**Directions for this task:** Below are the entries; output exactly the lines from the one containing "Task: Where can the green" through the final line, inclusive.

[begin Information provided]

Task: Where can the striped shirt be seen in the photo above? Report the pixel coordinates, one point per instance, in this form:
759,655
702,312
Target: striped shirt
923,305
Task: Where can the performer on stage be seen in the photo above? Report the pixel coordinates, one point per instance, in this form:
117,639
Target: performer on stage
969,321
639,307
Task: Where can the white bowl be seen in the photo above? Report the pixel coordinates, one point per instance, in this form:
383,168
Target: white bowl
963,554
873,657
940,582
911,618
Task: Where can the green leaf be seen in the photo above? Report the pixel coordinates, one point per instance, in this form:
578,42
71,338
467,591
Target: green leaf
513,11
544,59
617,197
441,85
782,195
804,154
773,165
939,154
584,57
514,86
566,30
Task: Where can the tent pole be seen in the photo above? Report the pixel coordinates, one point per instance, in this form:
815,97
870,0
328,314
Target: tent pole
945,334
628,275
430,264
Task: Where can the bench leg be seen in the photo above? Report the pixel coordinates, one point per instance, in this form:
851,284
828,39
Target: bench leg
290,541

[end Information provided]

**Response:**
Task: Where can the green leaf be seen in the photo above? Report the pixel coordinates, one point per instance, in this form:
578,42
71,338
467,591
Target: green leaf
513,11
544,59
617,197
441,85
782,195
804,154
773,165
939,154
584,57
514,86
566,30
Task: Where can the tent pole be seen in the photo above? Report the pixel coordinates, one point per instance, in this form:
815,97
870,0
328,314
Target: tent pole
945,334
628,275
430,264
Task: Where can the bench leg be seen in the photo above? Report the pixel coordinates, one point per instance, in this form:
851,284
828,39
Target: bench leg
290,541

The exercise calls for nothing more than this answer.